[Dataset rows showing where objects appear]
========

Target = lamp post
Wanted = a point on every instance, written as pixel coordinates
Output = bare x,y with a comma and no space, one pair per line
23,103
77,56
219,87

========

### Written task
Please render each line of the material above as a JSON list of strings, one string per line, with any blank lines left out.

### Task output
[
  "Target = lamp post",
  "Wanted = a point on every instance, written as pixel coordinates",
  "Output = bare x,y with a comma and no space, one pair per line",
  "23,103",
  "77,56",
  "219,87"
]